##### Supplied records #####

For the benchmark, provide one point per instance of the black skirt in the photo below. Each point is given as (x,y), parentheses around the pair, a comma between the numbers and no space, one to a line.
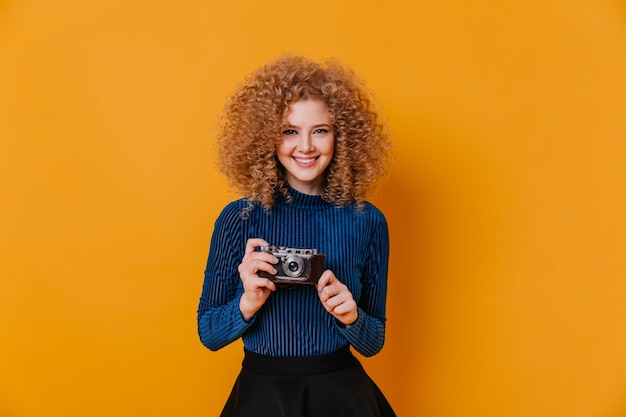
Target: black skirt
(320,386)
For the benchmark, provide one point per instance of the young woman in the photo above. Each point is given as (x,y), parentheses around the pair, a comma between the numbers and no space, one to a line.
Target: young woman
(304,142)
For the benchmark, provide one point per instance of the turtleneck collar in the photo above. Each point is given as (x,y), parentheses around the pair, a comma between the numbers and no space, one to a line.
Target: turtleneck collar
(306,200)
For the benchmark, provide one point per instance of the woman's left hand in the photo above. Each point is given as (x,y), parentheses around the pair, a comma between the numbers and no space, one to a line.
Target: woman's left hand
(337,298)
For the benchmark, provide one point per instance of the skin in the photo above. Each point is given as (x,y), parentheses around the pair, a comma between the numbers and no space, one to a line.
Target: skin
(305,150)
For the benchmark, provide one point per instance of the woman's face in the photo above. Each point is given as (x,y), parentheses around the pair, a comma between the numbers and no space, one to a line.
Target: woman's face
(307,145)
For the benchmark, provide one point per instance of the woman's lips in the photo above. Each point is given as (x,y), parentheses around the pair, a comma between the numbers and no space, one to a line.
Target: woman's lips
(305,161)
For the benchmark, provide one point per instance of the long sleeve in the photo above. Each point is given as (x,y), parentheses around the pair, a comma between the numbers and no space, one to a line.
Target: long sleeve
(219,318)
(367,334)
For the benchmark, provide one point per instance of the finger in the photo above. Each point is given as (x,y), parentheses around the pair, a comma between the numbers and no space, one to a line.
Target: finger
(253,243)
(326,279)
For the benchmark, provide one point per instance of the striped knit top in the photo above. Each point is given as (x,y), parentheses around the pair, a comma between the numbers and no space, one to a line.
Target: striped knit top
(293,321)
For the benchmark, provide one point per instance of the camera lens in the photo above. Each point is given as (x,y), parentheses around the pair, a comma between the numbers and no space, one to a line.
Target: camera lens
(294,266)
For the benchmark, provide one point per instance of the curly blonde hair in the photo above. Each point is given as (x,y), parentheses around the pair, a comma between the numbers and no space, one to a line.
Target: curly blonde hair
(249,130)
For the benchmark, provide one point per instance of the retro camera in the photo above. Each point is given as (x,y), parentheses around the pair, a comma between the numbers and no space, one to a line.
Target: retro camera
(295,265)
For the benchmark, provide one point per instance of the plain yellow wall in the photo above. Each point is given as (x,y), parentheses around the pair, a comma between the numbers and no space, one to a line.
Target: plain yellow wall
(506,204)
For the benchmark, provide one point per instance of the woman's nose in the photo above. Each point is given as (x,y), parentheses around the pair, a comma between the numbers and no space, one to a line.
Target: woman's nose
(306,143)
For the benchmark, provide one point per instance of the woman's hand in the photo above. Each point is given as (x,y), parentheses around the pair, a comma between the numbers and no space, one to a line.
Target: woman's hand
(256,290)
(336,298)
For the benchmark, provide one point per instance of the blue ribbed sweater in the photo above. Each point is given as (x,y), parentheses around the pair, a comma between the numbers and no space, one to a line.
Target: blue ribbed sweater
(293,322)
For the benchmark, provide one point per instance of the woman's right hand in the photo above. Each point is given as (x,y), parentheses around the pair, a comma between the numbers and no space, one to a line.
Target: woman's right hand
(256,289)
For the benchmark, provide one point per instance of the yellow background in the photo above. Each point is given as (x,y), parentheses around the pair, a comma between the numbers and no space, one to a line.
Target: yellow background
(506,202)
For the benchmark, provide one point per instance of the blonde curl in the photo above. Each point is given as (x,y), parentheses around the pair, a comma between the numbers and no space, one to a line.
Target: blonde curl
(250,125)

#####

### What to work on
Write out exactly the lines from the line holding "For the benchmark, provide one point per instance of the curly" through the last line of the data, and nothing besides those lines.

### Full answer
For the benchmark, provide one point per instance of the curly blonde hair in the photo above. Each point is given as (x,y), parentheses around the pair, a comma between the numbers and no space, one to a line.
Target: curly blonde hair
(249,130)
For the benchmark, provide one point per instance of the retro camera in the photo above. Each point is given as (x,y), parentheses around the pair, a comma between the numbers and no space, one to a line.
Target: retro camera
(295,265)
For the benchmark, provide one point per instance of the plain yellow wall in the photo above. Each point is given as (x,y), parentheses around the pair, a comma between the numbers and no space, one to a line.
Target: plain yellow wall
(506,204)
For the benchmark, provide one point per instance of the woman's nose in the photo above. Each point is given as (x,y), parentheses around the pair, a comma between the numbers and no space, one to a line.
Target: woman's nose
(306,143)
For the benchmark, provide one point per instance of the woman's hand in the photo above. Each point is given as (x,y), parentheses around the pair, a comma between the numbers and no space, one to a line.
Target: woman's hand
(256,290)
(336,298)
For the benchmark, provide one point per instance of the blue ribbed sweater in the photo above. Each point is given as (x,y), parentheses around the pair, a comma between the numbers and no space, one to a line.
Target: blue ribbed sweater
(293,322)
For the benchmark, provide one point per instance of the woman's right hand in the photo above. Each point is given as (x,y), parentheses around the pair, a comma between the numbers and no space, one to a line.
Target: woman's right hand
(256,289)
For the benchmark, provide one point per instance of the yellow background in the photo above. Each point is given as (x,y), parentheses around the pair, a comma between the numbers and no space, one to a line.
Target: yellow background
(506,202)
For the benchmark, provide one point per instance of the blonde curl in the photo above. Each point is given as (x,y), parentheses around the pair, a comma between the numbers and no space, one to a line.
Target: blonde curl
(250,125)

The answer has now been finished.